■ TASK LIST:
1: In the forum thread about adding a third monitor, how many monitor ports does the original poster say the current card has?
2: Check each statement below against the forum thread about adding a third monitor, answering yes or no and quoting the words of the thread that decide it. (a) Aastii suggests selling the current card to buy one that supports three monitors. (b) spynoodle calls another video card probably the best option. (c) The original poster is willing to spend up to 50 dollars.
3: Write the next part of the forum thread about adding a third monitor, picking up after its final line.

■ EXTRACT PROVIDED:
# How To Add A Third Monitor? (GeForce 9800GT)



## computerkid111 (Dec 27, 2010)

i have a nvidia geforce 9800gt and i am running dual monitors on vista home premiuim 64 bit.

can i run a third monitor? 
i only have 2 monitor ports, what will i need to run a third?
anything for under 20 bucks that will allow me to add a 3rd monitor?
i need a third screen to view my camera survlaliance system.


----------



## Aastii (Dec 27, 2010)

If you have a second PCIe slot then you could get another video card:

http://www.newegg.com/Product/Product.aspx?Item=N82E16814131350R

and use that for the other monitor. Another option would be sell your current card and use the extra money to get a card with support for 3 monitors. I assume, because you have a 9800GT, you need something with a fair amount of power:

http://www.newegg.com/Product/Product.aspx?Item=N82E16814161338


----------



## spynoodle (Dec 27, 2010)

Like Aasti said, another video card is probably your best option. If you have another pci-e x16 slot, then you could put this in:
http://cgi.ebay.com/NEW-ATI-Radeon-...o_TV_Cards&hash=item35ae8f8911#ht_3921wt_1143
If you only have PCI slots left, then we could look into some other options.


----------



## computerkid111 (Dec 27, 2010)

spynoodle said:


> Like Aasti said, another video card is probably your best option. If you have another pci-e x16 slot, then you could put this in:
> http://cgi.ebay.com/NEW-ATI-Radeon-...o_TV_Cards&hash=item35ae8f8911#ht_3921wt_1143
> If you only have PCI slots left, then we could look into some other options.



how can i tell if i have an avalible slot?

Thanks.


----------



## spynoodle (Dec 28, 2010)

computerkid111 said:


> how can i tell if i have an avalible slot?
> 
> Thanks.

■ MATERIAL PROVIDED:

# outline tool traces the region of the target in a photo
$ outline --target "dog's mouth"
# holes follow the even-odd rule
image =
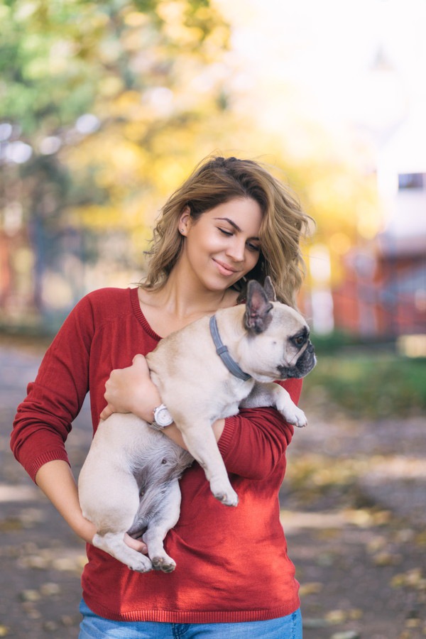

■ PER-TASK OUTPUTS:
1: Two.

2:
(a) Yes: "Another option would be sell your current card and use the extra money to get a card with support for 3 monitors."
(b) Yes: "another video card is probably your best option"
(c) No: "anything for under 20 bucks"

3:
Your current video card is plugged into a PCI-e x16 port. If you open up your case, then you'll see what that kind of port looks like. A PCI-e x1 port looks like the very beginning of an x16 port, and if you saw off the end of it (there are guides online, I've never done it myself) then you can stick an x16 card in there. You'll also probably see PCI ports, which essentially look like fat versions of the x16 ports.


----------



## darrylsaladino (Dec 29, 2010)

I’m assuming the way to do this is to get another video card in order to obtain another output.  If so, does it have to be the same card I can run them in SLI mode Or can I pick something cheap up If it has to be the same card, I’m worried about power consumption and heat


----------



## spynoodle (Dec 29, 2010)

darrylsaladino said:


> I’m assuming the way to do this is to get another video card in order to obtain another output.  If so, does it have to be the same card I can run them in SLI mode Or can I pick something cheap up If it has to be the same card, I’m worried about power consumption and heat


To put up a third monitor, the secondary card doesn't have to be the same as the primary card. Any card that works with your available slot and power supply will be fine.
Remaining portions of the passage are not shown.